EXERCISE:
Reproduce each of the following records line for line, with no changes.
START THE DATA
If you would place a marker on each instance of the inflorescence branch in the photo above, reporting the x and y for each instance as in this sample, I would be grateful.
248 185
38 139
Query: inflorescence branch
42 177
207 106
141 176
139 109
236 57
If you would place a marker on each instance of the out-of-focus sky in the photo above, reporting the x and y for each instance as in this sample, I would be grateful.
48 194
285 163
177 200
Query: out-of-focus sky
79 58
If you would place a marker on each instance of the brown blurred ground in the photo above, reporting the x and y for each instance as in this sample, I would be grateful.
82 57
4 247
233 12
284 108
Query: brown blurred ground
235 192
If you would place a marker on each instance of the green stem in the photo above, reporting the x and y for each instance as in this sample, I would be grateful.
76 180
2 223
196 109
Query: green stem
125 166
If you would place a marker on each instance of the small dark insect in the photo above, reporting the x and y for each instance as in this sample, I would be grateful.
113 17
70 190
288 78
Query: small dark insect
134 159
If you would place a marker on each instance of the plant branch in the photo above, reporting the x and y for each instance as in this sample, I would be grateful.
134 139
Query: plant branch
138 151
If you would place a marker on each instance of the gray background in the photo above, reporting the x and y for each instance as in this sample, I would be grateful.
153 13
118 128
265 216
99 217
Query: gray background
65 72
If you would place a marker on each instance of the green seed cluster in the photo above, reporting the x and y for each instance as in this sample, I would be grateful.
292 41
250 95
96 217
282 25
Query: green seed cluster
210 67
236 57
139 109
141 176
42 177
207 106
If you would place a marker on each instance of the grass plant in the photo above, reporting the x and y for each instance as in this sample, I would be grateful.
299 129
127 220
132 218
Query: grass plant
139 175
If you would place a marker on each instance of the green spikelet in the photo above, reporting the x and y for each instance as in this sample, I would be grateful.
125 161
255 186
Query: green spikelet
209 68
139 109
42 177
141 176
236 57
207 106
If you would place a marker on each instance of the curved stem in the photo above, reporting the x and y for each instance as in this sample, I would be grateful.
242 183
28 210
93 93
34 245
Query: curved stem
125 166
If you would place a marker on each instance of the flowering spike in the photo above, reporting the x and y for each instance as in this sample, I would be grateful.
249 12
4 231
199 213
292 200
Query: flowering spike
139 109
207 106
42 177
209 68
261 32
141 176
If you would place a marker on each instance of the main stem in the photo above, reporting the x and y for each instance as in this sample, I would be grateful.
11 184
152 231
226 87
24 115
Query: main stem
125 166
END THE DATA
ANSWER TO THIS PROBLEM:
If you would place a marker on each instance of the inflorescence branch in the photo above, reporting the x and y for each instance as in this sample, I would be grateful.
248 185
38 139
Query: inflorescence branch
42 177
207 106
141 176
139 109
236 57
If you would place a marker on each instance of the out-of-focus sky in the photo above, reporting the x and y for each instance as in this sample, I would be grateful.
48 194
285 163
177 200
Query: out-of-focus sky
79 58
If you would place a marker on each instance of the brown blurred ground in the photo above, reporting the x and y for each instance as in this sample, I would be grateful.
82 57
4 247
233 12
284 108
Query: brown blurred ground
235 192
If you would place a marker on each instance of the green stem in the photo above, reporting the x and y for each instance as in this sample, I would be grateful.
76 180
2 223
196 109
Query: green stem
125 166
If you would place a marker on each instance of the small dark insect in the photo above, reporting the x and y for each instance as in this sample, I would be grateful.
113 17
70 190
288 78
Query: small dark insect
134 159
If you would place a marker on each instance of the plant branch in the photo above, reporting the x and y for each instance as in this sample, I would be grateful.
134 139
Query: plant branch
138 151
If you would place a marker on each instance of the gray background in the photo above, reporting the x and y for each instance as in this sample, I would be grateful.
153 13
118 128
265 216
99 217
Query: gray background
65 72
If you would place a marker on each instance of the green seed cluster in the photo above, reporting the x and y for each instance as in this sample, I would be grateful.
292 41
250 95
96 217
282 25
Query: green seed cluster
210 67
236 57
139 109
141 176
42 177
207 106
If you would place a marker on each instance of the grass plant in the photo above, reporting the x and y for each instance as in this sample, I would be grateful.
299 129
127 220
132 218
Query: grass plant
139 175
If you would place a marker on each instance of the green spikelet in the photo above, reporting the x and y for each instance as in this sample, I would be grateful.
125 161
255 186
Query: green spikelet
209 68
139 109
42 177
141 176
236 57
207 106
If you would place a marker on each instance of the curved stem in the photo above, reporting the x and y for each instance as in this sample, I would be grateful.
242 183
28 210
93 93
34 245
Query: curved stem
125 166
If you would place a marker on each instance of the flowering spike in the photo above, reporting the x and y for each instance as in this sample, I would be grateful.
249 12
4 231
199 213
292 200
Query: flowering spike
139 109
207 106
42 177
209 68
261 32
141 176
If you would place a marker on each instance of the main stem in the photo above, reporting the x and y for each instance as in this sample, I would be grateful.
11 184
152 231
226 87
24 115
Query: main stem
125 166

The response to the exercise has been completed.